Records from a dataset:
== == ==

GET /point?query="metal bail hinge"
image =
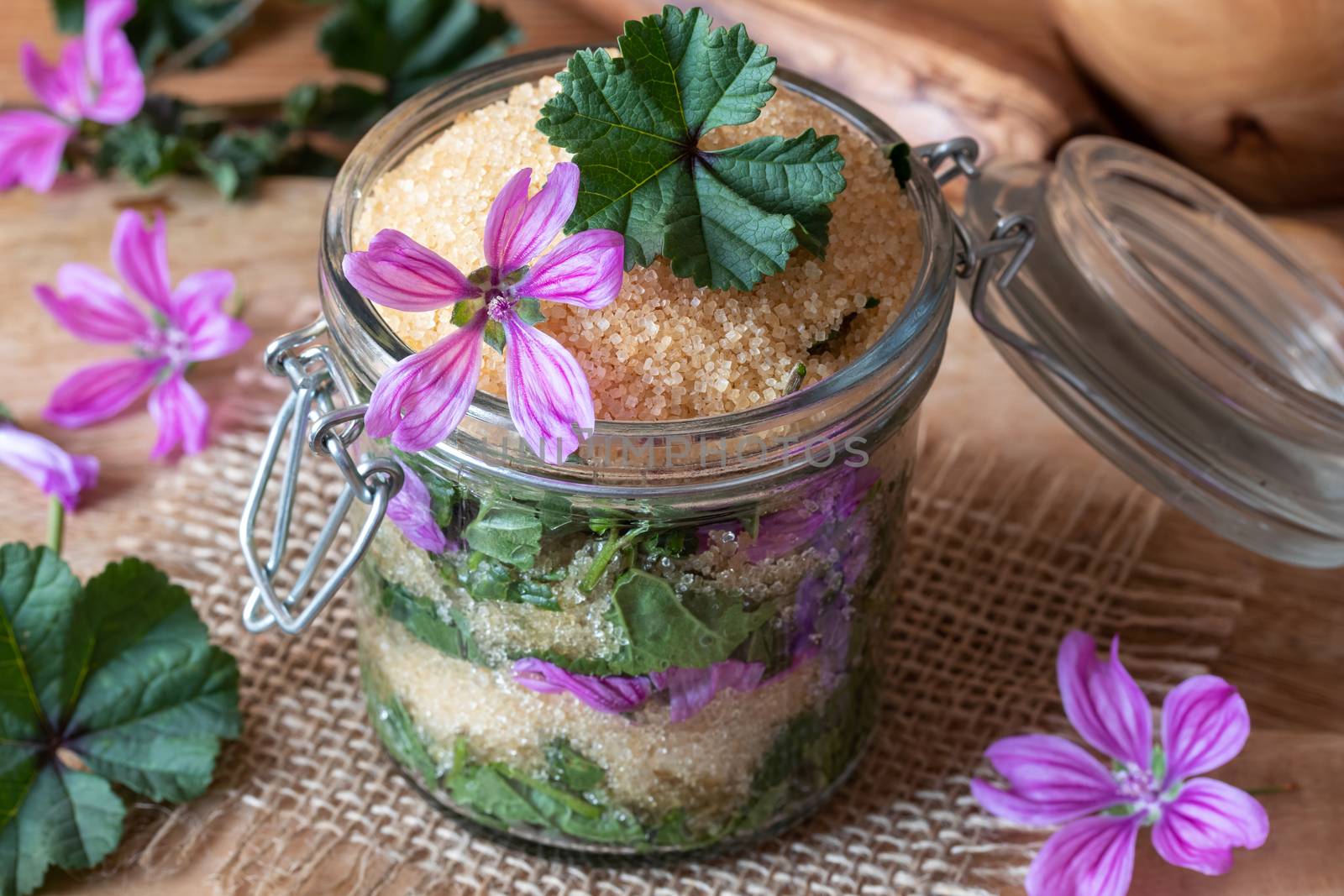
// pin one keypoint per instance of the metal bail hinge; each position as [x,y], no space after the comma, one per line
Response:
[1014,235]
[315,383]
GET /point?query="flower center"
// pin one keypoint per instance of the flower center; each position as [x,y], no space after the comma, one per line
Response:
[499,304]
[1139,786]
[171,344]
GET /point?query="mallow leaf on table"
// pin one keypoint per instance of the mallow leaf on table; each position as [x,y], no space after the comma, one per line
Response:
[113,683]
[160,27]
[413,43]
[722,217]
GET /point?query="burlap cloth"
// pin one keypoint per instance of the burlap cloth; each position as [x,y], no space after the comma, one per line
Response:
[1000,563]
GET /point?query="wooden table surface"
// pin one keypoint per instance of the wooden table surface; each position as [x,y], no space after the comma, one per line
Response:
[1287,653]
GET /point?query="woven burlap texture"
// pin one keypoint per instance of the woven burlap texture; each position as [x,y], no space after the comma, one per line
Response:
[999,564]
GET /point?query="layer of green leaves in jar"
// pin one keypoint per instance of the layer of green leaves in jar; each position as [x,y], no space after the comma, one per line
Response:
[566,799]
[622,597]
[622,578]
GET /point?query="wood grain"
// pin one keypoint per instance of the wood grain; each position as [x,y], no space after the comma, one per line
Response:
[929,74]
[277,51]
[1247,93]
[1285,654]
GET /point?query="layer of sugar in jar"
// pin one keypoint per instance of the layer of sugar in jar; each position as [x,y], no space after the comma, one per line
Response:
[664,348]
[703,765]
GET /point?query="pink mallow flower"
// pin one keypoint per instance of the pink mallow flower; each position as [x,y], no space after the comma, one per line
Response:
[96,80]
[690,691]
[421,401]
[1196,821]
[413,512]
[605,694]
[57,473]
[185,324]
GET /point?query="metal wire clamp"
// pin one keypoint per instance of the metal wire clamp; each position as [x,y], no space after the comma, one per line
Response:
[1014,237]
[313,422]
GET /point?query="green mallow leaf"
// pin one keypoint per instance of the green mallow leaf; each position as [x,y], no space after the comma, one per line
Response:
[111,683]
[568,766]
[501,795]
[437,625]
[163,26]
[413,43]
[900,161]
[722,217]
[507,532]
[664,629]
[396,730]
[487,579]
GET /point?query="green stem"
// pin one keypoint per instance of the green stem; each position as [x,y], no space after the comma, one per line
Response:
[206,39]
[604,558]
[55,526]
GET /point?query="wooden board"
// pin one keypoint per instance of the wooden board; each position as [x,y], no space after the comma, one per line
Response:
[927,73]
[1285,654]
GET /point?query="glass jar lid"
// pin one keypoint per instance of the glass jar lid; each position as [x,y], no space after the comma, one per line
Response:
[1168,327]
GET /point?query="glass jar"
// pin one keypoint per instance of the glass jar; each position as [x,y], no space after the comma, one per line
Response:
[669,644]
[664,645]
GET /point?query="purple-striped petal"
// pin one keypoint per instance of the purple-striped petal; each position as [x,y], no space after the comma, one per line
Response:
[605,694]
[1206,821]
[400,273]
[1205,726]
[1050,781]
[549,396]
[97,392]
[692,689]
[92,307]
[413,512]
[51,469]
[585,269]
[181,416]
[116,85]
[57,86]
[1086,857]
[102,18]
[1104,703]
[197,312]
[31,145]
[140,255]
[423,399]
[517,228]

== == ==

What you are asked to do - Check each line of the data above for the string "burlap" and report only how many lines have it.

Exercise result - 4